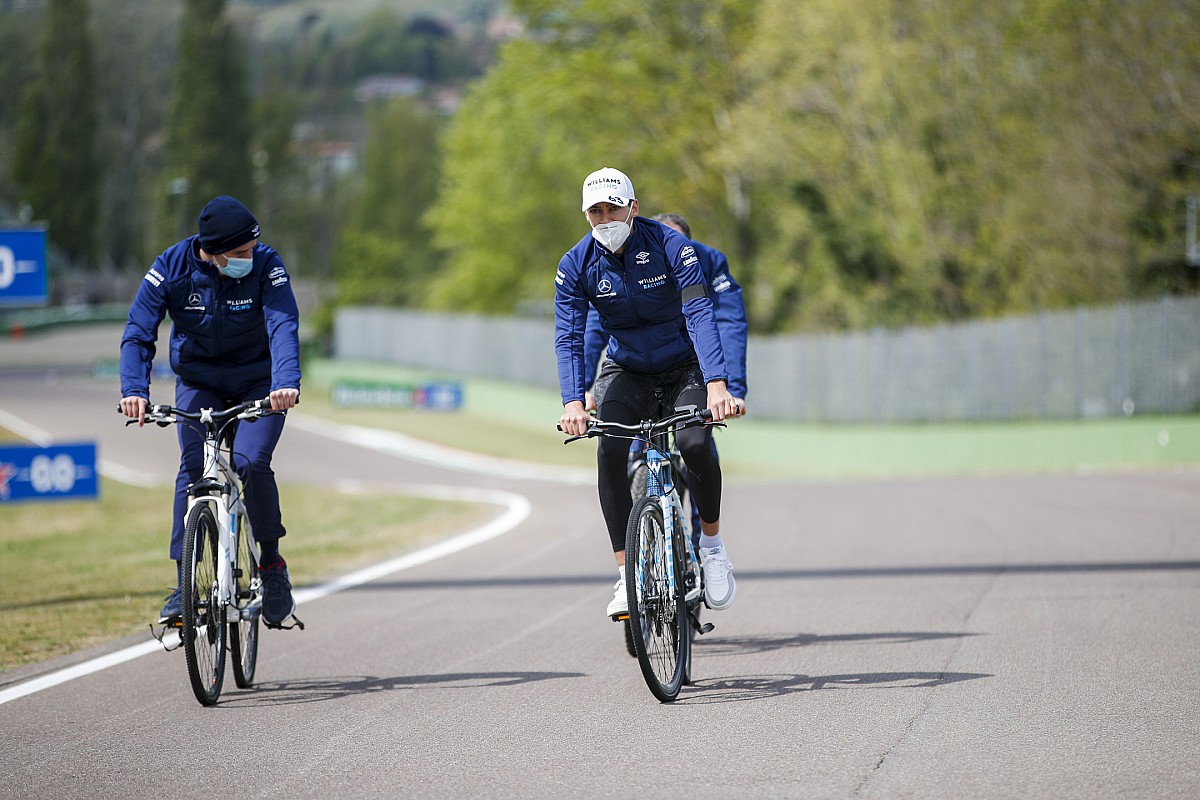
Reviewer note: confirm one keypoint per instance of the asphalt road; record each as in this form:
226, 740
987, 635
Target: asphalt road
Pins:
1005, 637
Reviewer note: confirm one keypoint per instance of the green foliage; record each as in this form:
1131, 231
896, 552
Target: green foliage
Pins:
383, 256
875, 164
209, 121
586, 90
54, 152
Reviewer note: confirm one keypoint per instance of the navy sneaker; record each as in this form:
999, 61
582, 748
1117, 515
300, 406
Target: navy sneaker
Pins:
277, 601
174, 607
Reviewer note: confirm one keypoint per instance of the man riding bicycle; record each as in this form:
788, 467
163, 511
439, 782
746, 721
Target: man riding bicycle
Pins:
235, 338
646, 284
730, 312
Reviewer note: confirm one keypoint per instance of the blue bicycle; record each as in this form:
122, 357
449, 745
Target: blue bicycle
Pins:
663, 575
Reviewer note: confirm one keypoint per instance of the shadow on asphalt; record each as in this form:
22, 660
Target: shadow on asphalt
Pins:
802, 575
754, 687
726, 645
331, 689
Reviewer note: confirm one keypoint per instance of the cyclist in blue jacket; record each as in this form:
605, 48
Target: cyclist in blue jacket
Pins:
646, 284
235, 338
730, 311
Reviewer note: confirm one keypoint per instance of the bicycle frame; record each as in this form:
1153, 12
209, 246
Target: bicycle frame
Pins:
221, 487
660, 483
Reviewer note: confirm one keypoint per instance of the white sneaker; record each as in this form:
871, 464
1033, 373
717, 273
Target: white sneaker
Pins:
619, 603
719, 584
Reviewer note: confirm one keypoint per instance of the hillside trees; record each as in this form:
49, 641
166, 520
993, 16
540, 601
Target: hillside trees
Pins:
873, 163
383, 254
54, 142
209, 118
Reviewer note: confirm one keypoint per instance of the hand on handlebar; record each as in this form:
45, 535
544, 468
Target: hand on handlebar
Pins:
720, 402
285, 398
575, 420
135, 408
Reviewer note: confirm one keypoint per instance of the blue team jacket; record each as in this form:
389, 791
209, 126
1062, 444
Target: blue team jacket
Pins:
652, 301
227, 335
729, 308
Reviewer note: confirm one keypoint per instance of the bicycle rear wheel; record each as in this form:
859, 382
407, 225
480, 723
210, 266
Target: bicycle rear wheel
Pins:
204, 629
657, 614
244, 630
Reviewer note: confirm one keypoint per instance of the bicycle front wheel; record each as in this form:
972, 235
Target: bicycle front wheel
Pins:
204, 626
657, 613
244, 630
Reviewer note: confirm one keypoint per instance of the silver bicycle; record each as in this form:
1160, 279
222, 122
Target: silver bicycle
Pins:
221, 588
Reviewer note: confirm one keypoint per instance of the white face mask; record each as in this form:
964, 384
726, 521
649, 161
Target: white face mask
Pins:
613, 234
237, 268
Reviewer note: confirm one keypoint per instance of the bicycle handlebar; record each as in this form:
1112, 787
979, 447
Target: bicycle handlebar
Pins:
163, 415
685, 417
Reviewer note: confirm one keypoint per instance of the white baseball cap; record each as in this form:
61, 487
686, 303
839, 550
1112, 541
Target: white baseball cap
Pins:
607, 185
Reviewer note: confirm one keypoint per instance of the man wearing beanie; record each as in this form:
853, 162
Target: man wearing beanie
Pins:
234, 338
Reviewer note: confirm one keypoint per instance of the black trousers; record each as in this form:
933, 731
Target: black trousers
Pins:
629, 397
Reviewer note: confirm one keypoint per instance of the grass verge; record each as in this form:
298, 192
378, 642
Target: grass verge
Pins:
94, 571
519, 422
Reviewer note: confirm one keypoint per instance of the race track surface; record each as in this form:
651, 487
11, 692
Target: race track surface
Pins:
1001, 637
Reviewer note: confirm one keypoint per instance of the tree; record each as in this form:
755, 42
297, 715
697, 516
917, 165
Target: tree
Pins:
643, 85
383, 254
54, 158
209, 119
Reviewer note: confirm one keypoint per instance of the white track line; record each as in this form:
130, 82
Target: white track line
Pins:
516, 510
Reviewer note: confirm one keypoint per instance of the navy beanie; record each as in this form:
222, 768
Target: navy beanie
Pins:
225, 224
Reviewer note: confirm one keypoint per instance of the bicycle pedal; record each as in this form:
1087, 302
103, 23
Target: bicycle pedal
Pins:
281, 626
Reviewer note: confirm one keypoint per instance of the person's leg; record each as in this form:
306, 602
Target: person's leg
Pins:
621, 397
705, 482
695, 509
253, 447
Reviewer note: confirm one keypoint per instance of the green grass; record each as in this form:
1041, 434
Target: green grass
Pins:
87, 572
84, 572
519, 422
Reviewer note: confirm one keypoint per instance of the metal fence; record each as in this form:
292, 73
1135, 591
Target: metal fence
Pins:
1086, 362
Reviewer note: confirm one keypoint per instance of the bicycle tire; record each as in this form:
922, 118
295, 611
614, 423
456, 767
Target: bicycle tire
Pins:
204, 630
244, 631
637, 483
691, 609
629, 638
657, 615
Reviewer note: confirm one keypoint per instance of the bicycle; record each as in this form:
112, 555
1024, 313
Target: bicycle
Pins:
664, 582
221, 588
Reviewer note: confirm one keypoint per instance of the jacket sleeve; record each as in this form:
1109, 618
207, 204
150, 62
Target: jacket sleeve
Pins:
594, 342
282, 318
141, 336
697, 307
570, 322
730, 310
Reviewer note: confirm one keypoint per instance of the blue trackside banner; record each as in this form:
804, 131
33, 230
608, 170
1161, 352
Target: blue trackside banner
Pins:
52, 473
23, 268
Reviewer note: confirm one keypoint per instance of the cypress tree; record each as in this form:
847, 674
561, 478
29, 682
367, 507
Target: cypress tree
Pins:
54, 150
209, 120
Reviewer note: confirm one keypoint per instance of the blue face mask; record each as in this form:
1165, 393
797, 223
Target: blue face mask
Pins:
237, 268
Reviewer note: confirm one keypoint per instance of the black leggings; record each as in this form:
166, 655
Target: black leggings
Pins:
628, 397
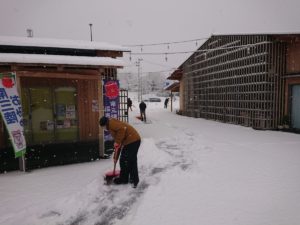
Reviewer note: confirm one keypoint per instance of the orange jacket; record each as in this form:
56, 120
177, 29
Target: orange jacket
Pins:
122, 132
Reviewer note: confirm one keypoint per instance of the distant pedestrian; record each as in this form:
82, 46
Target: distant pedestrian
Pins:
129, 104
166, 102
143, 111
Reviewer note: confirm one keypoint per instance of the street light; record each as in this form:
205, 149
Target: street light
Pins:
91, 32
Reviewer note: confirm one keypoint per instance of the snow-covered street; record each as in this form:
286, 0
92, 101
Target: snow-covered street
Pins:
192, 171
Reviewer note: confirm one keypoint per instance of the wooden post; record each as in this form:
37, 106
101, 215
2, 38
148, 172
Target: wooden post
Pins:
101, 113
22, 160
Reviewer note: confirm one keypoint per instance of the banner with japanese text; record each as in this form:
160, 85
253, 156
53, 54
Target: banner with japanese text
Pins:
11, 112
111, 102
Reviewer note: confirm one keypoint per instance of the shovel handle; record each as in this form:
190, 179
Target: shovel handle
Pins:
114, 168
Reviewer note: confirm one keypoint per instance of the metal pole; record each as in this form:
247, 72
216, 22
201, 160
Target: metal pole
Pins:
91, 32
138, 64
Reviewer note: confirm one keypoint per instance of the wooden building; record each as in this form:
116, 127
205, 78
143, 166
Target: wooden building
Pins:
251, 80
60, 84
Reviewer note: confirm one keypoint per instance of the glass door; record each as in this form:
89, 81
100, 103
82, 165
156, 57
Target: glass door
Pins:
42, 121
66, 122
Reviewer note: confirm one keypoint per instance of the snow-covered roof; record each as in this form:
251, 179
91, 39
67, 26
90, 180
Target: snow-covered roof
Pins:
59, 43
59, 59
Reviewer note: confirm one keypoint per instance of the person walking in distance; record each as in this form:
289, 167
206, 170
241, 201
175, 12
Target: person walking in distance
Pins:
166, 102
126, 144
143, 111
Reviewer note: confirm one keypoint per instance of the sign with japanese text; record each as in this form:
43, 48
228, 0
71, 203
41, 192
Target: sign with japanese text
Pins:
11, 112
111, 101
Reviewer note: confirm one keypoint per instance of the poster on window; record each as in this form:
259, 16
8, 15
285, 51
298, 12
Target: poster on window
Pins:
111, 101
11, 112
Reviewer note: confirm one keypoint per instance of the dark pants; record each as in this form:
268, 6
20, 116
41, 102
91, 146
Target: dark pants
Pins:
143, 115
128, 163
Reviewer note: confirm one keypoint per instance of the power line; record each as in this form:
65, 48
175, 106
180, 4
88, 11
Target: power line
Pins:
199, 50
166, 43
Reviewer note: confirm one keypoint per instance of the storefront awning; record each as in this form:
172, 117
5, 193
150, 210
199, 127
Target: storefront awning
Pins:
6, 58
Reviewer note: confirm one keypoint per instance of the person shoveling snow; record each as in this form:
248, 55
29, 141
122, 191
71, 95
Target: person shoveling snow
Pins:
127, 143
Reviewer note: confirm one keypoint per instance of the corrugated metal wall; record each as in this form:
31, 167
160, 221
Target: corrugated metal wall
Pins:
236, 79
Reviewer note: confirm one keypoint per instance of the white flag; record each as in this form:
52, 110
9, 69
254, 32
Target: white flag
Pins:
11, 112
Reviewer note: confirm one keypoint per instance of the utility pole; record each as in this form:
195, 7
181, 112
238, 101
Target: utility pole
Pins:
138, 64
91, 32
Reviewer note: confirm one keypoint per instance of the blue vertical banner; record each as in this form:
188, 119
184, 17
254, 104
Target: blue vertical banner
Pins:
111, 102
11, 112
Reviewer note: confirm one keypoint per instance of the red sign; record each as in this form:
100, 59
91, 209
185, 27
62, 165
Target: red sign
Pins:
111, 89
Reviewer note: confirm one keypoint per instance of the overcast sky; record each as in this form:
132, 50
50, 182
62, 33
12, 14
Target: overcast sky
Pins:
130, 22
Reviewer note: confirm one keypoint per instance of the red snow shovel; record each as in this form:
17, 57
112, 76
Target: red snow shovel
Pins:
110, 175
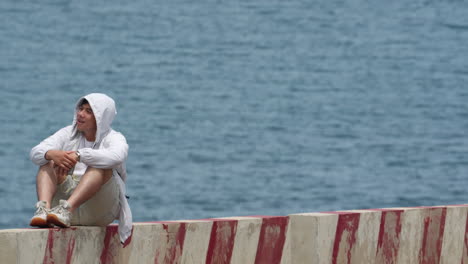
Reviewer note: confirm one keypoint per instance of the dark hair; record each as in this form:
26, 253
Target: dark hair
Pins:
84, 101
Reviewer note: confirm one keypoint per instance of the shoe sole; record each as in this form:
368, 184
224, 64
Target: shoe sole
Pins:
53, 219
39, 222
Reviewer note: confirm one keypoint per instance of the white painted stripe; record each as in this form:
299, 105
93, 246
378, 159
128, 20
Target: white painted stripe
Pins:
411, 236
197, 238
365, 247
454, 235
311, 237
246, 240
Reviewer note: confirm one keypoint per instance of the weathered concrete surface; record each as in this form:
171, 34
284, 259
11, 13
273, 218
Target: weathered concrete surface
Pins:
392, 235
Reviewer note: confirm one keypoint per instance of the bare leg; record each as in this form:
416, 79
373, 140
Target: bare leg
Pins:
46, 183
90, 183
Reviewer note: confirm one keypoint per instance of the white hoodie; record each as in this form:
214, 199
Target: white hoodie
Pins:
110, 150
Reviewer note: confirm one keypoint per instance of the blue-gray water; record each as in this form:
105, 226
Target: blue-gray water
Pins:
246, 107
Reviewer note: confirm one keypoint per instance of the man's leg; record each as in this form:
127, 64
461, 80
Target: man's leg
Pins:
46, 183
90, 183
46, 186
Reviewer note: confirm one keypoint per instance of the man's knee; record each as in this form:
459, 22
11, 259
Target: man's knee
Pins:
49, 170
106, 174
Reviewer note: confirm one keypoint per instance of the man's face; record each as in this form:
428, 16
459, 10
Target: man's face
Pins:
85, 120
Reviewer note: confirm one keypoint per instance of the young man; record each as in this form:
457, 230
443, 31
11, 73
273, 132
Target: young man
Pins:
82, 171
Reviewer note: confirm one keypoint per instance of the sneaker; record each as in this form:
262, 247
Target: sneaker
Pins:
60, 215
40, 217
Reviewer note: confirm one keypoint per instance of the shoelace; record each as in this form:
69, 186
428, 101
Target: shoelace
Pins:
61, 210
41, 210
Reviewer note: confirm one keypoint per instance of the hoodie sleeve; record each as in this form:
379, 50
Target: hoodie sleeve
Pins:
112, 153
56, 141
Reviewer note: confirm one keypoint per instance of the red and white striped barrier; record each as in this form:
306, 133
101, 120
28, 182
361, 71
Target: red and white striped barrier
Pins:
395, 235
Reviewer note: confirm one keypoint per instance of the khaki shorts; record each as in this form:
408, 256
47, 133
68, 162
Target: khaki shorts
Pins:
102, 209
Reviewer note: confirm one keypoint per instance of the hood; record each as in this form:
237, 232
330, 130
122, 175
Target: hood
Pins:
104, 111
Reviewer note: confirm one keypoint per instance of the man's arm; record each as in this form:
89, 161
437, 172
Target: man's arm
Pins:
54, 142
63, 159
113, 152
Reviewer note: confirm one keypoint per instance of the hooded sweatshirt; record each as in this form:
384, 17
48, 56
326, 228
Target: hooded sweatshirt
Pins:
109, 150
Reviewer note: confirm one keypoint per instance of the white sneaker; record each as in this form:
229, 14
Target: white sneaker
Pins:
40, 217
60, 215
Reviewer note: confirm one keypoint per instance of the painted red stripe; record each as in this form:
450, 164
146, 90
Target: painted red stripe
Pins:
345, 236
465, 248
434, 224
59, 240
70, 250
221, 243
271, 240
175, 241
48, 256
109, 249
389, 236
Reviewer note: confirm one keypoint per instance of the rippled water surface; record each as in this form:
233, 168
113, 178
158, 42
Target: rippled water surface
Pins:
246, 107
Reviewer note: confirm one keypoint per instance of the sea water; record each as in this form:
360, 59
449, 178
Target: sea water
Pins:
235, 108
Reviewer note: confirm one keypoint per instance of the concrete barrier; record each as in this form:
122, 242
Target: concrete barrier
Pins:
393, 235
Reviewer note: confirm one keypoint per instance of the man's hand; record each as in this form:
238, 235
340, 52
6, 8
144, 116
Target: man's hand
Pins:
62, 159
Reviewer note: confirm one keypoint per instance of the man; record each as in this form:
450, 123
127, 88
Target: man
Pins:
82, 171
* * * * * * * * *
# The task
Lines with "sweatshirt" in the listing above: count them and give the total, nothing else.

# Answer section
2